Yesterday we had the first four of Mr. America and 2019 Drug-Free Mr. Universe Doug Brignole’s “Exercises that Cause the Most Injuries.”
If you missed it, they are preacher curls, overhead presses, deadlifts, and bench presses. I’ve done all of those over the years and sustained my share of injuries; however, I was never unlucky enough to have to go under the knife for joint repair. I still have recurring pain, however.
Here are the remaining four:
#5: Squat. Another powerlift with high cost, low benefit. Spine compression is high with heavy squats, plus, your torso pitches forward, putting more resistance on your glutes than your quads. My butt got great mass from trying to go heavy, quads not so much. One last point: Because you’re involving the glutes, which is a hip flexor muscle, you shut off one of the quad group, the rectus femoris, a hip extensor. So you’re essentially not training 20 percent of the quadriceps group with barbell squats. That’s due to reciprocal innervation. Brignole goes into more detail in his book, if you’re interested.

▶ [Provided material]:
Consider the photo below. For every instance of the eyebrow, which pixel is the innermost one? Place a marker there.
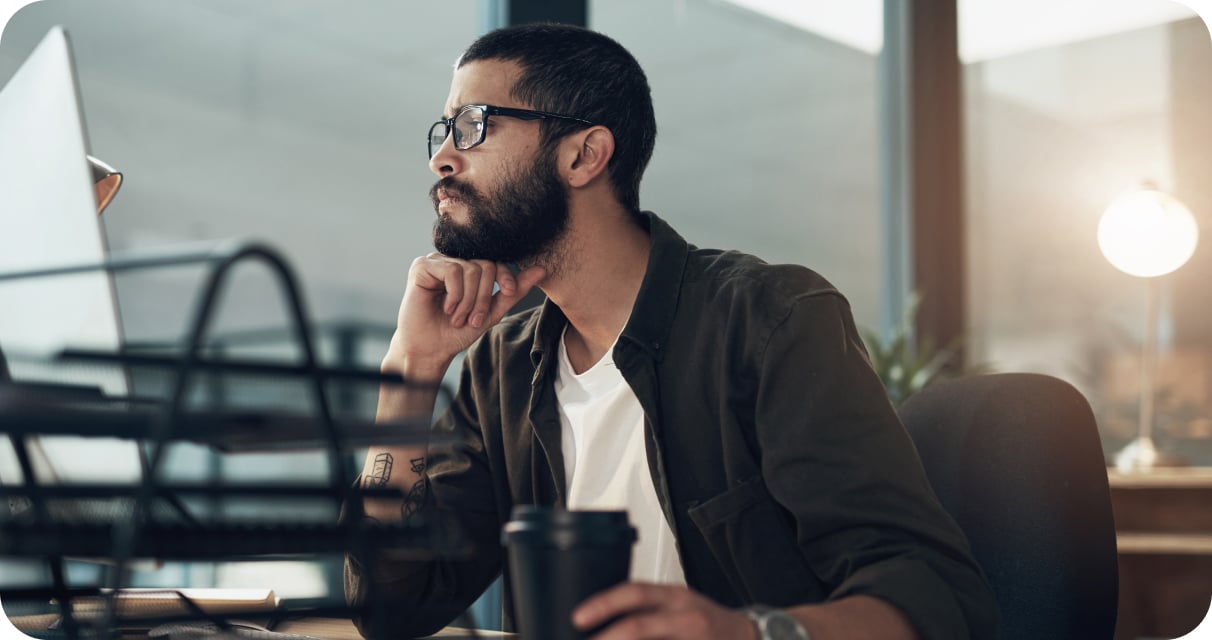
(457, 109)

▶ [What you need to do]:
**1)** From the text on injury-prone exercises, list the exercises it says were covered the previous day.
**2)** Please continue the text on injury-prone exercises from its last sentence onward.

▶ [Task-by-task outputs]:
**1)** Preacher curls, overhead presses, deadlifts, and bench presses.

**2)**
#6: T-bar row. This puts your lower spine in danger if you start trying to heave mega poundages. While I’ve said that this can provide good stretch overload to the middle traps for unique development, it’s much safer to use chest-supported exercises, like incline dumbbell rows, featured in the Old Man, Young Muscle back workouts as an add-on move to the ideal exercise.
#7. Dips. Both parallel bar dips and bench dips (pictured below) overstretch the shoulder joint as your upper arms travel back behind your torso. Also, both of those exercises are front-deltoid-head dominant, not doing all that much for chest or triceps as most believe.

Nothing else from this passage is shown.